--- Aim ---
Please format the records below as a two-column CSV with the columns record_text and answer, giving one row per record with each field quoted and its line breaks turned into spaces. Begin at the line that contains "For every instance of the tan" and stop after the line that contains "x=276 y=156".

--- Data supplied ---
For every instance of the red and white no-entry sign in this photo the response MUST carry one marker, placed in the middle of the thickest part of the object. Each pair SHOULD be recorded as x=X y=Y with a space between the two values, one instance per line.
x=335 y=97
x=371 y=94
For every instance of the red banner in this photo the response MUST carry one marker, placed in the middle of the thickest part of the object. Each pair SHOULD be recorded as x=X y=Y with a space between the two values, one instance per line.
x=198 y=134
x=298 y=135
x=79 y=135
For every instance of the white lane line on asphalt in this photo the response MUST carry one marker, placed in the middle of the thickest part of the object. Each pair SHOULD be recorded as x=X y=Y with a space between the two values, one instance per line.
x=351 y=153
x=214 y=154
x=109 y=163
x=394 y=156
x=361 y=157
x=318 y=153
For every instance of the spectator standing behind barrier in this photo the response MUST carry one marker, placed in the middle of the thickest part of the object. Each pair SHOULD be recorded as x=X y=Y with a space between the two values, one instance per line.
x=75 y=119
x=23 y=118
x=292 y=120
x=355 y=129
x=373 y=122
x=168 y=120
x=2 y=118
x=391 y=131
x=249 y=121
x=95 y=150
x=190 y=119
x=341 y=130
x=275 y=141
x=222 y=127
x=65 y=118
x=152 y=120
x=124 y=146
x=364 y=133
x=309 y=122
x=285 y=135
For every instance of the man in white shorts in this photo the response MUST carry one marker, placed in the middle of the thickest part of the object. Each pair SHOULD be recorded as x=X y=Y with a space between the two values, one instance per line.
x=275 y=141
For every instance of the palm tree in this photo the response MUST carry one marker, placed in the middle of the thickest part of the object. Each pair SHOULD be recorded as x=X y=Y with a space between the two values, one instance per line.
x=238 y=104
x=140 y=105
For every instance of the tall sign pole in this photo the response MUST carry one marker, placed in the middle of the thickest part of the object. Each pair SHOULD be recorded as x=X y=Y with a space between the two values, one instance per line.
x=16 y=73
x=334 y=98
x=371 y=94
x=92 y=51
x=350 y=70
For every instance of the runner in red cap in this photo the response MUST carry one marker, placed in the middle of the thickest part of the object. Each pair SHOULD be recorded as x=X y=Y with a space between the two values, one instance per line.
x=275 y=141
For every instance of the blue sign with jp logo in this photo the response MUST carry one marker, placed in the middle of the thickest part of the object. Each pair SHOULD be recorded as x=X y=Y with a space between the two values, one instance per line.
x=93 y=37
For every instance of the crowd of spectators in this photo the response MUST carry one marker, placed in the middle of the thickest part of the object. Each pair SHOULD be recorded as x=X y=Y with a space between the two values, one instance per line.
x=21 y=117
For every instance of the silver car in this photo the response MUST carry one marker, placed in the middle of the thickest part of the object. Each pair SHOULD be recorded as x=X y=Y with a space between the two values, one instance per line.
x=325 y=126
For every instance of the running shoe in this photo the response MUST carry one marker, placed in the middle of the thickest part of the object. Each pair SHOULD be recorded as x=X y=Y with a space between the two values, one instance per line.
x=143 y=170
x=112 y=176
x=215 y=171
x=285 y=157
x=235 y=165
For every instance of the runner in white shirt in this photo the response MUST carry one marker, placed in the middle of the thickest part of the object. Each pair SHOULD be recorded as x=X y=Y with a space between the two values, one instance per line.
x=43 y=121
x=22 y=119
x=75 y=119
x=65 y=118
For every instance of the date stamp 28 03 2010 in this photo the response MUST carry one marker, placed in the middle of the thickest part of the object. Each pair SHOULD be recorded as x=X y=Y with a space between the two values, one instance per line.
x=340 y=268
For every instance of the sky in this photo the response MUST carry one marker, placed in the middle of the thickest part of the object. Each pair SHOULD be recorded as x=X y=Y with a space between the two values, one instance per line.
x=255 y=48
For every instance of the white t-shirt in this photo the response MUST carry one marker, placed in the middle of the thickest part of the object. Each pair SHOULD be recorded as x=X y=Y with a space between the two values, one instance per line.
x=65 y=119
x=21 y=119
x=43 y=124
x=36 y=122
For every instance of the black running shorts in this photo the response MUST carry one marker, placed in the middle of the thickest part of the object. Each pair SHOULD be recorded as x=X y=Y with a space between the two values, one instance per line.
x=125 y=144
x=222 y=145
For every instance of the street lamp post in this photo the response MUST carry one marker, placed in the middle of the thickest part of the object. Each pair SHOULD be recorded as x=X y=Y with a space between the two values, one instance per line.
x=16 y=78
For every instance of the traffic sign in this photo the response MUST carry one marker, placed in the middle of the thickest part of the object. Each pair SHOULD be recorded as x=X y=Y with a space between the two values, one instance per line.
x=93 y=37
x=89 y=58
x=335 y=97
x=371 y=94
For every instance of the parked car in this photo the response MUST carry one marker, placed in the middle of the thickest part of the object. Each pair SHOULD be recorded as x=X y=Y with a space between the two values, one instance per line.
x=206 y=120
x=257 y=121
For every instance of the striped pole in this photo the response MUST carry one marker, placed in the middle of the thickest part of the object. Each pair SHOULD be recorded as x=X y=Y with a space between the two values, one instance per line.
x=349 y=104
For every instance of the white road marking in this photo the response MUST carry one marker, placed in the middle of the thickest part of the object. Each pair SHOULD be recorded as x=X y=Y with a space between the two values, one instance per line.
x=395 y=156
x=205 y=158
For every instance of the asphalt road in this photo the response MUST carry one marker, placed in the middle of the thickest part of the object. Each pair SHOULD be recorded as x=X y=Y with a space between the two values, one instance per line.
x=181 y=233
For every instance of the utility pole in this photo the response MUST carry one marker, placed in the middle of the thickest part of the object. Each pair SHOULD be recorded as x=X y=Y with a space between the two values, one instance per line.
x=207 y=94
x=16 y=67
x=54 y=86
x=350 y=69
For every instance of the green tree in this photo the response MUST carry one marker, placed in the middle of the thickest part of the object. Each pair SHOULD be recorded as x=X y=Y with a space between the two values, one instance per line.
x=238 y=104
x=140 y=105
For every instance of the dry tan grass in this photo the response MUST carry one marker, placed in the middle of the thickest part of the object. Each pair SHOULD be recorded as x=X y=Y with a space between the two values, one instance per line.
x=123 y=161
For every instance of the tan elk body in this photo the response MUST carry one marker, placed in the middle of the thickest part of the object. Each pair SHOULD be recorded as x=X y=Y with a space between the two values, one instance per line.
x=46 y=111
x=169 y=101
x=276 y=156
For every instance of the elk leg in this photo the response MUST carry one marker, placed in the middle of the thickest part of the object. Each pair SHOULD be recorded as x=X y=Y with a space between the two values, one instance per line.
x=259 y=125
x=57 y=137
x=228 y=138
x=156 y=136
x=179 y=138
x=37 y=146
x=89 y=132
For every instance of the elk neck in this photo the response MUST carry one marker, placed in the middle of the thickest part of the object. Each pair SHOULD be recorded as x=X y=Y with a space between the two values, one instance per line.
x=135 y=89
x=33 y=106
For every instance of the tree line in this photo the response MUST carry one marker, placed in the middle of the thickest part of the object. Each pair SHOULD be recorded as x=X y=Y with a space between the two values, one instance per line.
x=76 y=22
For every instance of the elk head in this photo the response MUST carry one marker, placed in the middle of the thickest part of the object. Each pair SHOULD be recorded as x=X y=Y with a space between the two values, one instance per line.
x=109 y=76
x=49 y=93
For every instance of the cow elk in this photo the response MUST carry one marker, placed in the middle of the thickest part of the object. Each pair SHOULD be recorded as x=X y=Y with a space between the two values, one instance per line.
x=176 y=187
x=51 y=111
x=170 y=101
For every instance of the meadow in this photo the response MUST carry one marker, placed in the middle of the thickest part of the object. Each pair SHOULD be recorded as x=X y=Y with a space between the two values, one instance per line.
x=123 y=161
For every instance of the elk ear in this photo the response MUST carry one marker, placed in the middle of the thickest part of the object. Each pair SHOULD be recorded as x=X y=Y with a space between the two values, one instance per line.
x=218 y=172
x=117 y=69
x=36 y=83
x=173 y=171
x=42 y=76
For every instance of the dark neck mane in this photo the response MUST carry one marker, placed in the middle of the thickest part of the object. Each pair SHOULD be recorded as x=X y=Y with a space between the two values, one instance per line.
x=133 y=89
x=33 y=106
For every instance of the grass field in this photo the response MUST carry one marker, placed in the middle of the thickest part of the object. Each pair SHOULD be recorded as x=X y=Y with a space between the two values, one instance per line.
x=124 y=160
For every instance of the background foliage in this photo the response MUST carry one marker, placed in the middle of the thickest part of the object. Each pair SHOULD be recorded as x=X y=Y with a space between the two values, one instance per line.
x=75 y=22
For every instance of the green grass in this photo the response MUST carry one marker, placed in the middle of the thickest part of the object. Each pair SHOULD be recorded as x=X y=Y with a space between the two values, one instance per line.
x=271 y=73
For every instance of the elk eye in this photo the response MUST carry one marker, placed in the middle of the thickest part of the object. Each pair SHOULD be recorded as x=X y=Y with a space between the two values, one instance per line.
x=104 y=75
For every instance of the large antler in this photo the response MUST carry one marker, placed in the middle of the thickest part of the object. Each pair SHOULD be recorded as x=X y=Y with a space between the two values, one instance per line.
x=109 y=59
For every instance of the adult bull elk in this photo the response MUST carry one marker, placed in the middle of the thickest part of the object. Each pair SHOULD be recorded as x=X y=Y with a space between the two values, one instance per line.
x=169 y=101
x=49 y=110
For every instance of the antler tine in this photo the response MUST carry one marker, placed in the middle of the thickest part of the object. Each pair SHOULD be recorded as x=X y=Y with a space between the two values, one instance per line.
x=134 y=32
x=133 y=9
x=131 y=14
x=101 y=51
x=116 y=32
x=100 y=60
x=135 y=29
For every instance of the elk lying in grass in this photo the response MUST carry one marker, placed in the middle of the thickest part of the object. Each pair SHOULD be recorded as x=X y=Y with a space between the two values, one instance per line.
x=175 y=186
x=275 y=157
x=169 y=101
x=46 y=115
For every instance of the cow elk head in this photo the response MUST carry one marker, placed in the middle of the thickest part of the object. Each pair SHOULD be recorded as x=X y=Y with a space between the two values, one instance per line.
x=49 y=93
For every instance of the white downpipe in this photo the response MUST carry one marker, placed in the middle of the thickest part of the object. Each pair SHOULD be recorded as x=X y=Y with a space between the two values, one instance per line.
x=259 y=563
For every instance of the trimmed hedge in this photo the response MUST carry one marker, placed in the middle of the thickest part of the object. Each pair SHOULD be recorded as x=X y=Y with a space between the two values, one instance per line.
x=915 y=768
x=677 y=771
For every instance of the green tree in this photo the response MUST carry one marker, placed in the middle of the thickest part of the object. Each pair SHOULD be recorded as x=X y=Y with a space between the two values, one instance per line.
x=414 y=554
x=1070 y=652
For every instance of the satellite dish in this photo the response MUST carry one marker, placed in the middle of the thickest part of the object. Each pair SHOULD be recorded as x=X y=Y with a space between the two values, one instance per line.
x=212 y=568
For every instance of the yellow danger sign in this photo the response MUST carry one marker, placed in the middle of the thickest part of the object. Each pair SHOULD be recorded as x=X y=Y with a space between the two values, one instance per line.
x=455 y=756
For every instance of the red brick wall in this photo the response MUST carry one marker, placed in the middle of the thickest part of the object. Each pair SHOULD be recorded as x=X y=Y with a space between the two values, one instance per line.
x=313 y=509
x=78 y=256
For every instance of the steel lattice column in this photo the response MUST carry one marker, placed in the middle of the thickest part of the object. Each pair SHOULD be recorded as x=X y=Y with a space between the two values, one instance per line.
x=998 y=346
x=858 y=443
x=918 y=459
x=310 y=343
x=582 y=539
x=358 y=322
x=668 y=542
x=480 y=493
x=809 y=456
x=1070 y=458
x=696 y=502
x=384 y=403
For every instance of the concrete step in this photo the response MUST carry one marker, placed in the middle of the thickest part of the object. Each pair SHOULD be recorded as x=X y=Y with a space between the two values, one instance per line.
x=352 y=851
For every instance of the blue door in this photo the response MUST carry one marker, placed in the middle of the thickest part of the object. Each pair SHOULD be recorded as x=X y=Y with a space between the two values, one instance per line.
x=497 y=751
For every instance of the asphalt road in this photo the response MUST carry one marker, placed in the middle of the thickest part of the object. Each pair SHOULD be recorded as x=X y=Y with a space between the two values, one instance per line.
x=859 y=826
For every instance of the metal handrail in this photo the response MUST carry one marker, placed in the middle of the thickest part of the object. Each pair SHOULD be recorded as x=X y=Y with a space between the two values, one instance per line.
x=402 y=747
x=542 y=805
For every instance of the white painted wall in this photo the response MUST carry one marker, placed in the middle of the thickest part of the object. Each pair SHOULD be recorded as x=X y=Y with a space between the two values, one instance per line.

--- Exercise solution ---
record_text,answer
"For every instance of the tan elk body in this photo the response MUST carry one marker, placed in the middle of the thickest part of the object. Each pair SHOULD be recorded as x=X y=Y with a space between the two values, one instance per line.","x=46 y=111 x=169 y=101 x=276 y=156"